DIRECTIONS FOR THIS TASK:
Your task is to copy every line of the records below that contains "woman".

RECORDS PROVIDED:
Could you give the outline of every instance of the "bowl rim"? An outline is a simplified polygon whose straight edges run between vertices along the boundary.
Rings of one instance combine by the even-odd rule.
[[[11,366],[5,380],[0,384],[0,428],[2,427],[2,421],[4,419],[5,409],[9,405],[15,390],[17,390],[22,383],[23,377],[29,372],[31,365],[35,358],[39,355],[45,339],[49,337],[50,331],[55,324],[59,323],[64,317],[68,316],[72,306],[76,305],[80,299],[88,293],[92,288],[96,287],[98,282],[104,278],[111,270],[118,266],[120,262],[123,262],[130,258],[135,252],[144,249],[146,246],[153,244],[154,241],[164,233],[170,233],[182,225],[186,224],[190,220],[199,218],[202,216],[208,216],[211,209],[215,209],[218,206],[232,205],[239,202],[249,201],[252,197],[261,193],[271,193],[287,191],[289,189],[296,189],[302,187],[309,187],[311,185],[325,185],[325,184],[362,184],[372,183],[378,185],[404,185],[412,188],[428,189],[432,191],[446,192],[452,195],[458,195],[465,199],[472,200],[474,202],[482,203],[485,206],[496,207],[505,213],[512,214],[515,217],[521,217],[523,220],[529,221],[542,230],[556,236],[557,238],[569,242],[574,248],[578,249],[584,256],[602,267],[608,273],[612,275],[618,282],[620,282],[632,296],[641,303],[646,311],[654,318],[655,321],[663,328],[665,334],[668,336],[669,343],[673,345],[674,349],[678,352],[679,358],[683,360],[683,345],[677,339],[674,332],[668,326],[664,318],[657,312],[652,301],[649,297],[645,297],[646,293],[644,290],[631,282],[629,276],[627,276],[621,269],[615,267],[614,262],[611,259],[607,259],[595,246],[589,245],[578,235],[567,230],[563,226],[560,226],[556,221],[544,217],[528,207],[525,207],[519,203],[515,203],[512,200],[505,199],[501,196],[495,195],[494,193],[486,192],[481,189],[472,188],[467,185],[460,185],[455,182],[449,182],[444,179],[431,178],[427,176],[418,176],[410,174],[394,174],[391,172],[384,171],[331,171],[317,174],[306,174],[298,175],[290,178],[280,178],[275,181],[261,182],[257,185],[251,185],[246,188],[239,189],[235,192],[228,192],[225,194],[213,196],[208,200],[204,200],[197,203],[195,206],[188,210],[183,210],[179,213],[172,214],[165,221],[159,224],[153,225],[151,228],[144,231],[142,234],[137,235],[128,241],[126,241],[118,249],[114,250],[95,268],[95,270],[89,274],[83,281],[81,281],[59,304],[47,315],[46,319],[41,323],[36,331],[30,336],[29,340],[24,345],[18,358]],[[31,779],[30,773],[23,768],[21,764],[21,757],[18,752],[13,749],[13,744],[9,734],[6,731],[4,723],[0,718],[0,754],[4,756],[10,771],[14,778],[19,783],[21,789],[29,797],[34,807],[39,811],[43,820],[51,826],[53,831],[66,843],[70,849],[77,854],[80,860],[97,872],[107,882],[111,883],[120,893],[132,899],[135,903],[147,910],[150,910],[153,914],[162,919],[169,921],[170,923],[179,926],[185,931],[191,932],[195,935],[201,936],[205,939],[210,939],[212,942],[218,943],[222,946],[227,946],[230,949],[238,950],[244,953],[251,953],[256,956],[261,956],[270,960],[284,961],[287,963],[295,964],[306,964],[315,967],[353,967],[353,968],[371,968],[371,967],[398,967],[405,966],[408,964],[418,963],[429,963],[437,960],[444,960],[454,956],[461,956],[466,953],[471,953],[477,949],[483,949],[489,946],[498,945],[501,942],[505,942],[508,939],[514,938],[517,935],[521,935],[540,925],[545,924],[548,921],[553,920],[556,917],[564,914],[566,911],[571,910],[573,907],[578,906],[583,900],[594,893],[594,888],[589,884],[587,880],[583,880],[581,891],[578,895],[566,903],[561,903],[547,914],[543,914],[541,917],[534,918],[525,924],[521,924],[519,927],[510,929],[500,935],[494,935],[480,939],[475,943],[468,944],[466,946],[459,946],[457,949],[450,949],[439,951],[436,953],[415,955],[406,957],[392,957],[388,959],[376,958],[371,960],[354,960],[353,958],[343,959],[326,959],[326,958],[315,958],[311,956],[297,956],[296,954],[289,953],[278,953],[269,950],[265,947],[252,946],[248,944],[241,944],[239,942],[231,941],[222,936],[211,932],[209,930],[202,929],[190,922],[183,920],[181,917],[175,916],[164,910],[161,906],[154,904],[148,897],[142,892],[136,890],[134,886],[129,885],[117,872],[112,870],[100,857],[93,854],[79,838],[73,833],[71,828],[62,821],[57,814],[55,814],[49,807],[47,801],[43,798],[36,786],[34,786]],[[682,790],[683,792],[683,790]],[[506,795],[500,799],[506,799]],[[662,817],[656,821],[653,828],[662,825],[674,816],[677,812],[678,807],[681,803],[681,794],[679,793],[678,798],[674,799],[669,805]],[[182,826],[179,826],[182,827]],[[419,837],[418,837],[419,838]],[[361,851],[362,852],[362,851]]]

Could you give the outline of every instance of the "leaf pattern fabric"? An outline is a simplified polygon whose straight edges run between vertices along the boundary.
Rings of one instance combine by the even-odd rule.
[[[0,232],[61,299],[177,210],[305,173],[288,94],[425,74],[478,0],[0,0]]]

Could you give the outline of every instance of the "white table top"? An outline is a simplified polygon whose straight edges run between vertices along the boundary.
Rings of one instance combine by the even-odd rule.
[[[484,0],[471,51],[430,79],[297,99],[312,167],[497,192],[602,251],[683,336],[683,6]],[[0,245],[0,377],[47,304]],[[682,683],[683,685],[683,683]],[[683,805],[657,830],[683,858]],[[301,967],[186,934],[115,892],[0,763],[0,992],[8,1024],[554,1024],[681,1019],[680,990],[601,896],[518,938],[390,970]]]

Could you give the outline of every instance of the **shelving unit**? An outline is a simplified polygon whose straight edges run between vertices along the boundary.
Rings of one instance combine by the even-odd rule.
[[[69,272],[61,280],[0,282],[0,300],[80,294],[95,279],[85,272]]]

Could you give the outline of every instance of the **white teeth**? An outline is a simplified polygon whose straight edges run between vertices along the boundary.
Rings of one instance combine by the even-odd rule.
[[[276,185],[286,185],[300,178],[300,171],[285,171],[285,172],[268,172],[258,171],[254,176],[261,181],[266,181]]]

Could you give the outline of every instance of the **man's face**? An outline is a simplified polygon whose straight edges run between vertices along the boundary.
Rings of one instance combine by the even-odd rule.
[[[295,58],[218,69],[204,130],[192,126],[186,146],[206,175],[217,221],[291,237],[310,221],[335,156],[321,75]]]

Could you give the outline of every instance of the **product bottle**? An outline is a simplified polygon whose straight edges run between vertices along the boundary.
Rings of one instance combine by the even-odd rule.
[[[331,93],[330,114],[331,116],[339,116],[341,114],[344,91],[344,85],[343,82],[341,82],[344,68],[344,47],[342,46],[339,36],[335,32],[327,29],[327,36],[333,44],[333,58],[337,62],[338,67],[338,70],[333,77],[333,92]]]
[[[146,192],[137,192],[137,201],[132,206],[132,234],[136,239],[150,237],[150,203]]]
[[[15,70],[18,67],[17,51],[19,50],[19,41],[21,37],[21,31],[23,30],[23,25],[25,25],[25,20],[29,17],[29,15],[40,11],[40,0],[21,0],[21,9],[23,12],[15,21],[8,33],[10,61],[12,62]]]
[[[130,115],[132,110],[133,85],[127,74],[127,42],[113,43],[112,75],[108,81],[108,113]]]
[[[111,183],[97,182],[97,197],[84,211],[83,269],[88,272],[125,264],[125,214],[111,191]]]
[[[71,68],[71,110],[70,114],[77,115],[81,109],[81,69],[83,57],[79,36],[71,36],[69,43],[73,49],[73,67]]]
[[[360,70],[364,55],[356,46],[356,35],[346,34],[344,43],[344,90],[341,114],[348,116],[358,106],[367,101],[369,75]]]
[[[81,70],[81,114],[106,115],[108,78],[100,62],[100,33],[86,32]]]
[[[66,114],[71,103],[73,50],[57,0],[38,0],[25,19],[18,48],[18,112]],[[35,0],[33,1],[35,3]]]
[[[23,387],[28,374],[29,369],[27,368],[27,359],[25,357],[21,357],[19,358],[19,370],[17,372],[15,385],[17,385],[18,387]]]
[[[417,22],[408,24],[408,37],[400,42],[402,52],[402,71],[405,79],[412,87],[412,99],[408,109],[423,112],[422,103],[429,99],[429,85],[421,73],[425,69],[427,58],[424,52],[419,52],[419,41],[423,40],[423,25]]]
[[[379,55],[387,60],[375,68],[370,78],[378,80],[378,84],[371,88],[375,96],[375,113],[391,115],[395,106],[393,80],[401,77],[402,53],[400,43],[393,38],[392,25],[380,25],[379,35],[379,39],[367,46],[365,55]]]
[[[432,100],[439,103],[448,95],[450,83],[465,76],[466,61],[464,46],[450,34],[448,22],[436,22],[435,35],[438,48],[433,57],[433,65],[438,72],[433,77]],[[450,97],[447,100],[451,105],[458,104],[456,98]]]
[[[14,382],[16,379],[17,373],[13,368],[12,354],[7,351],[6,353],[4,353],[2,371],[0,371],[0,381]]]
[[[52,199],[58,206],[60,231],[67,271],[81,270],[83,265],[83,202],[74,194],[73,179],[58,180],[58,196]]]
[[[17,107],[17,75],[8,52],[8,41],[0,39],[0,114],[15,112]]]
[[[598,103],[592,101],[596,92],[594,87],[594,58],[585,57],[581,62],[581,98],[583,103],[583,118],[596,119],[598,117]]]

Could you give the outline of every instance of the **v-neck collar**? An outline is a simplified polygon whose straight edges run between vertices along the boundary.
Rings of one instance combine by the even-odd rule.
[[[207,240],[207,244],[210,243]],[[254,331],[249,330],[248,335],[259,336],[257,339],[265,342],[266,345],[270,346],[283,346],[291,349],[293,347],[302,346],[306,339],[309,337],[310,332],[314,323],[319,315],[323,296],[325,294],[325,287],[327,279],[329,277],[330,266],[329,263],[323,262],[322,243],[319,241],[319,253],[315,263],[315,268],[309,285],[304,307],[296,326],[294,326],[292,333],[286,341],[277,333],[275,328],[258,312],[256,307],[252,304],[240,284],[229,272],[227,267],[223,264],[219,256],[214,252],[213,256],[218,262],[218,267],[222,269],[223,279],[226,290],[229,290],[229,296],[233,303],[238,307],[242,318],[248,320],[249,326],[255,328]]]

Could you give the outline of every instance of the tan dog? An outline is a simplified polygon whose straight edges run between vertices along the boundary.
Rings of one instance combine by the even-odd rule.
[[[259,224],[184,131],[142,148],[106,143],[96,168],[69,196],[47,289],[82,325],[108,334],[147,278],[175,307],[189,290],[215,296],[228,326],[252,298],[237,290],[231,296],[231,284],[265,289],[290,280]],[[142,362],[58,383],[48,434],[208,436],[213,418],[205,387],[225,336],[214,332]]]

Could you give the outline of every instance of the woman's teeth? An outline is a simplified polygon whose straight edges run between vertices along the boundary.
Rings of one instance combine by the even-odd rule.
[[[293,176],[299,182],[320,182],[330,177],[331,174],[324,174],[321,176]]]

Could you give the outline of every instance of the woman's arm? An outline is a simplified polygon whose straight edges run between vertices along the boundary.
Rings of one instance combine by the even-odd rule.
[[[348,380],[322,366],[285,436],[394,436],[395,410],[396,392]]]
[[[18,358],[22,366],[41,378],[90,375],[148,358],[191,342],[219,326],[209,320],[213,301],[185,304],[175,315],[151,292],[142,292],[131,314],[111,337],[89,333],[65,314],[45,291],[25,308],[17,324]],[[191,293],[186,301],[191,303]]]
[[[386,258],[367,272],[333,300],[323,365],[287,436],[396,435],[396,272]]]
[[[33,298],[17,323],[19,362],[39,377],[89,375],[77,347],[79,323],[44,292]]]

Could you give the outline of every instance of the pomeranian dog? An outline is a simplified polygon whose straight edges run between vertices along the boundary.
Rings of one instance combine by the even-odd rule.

FINISHED EXERCISE:
Could you give the outline of every instance of the woman's teeth? An outline is a simplified polygon whose straight edges run between vertices along the boundary.
Could you give the outline of every instance of the woman's arm? An outline is a simplified polygon whose straight edges run between vertices along the boundary.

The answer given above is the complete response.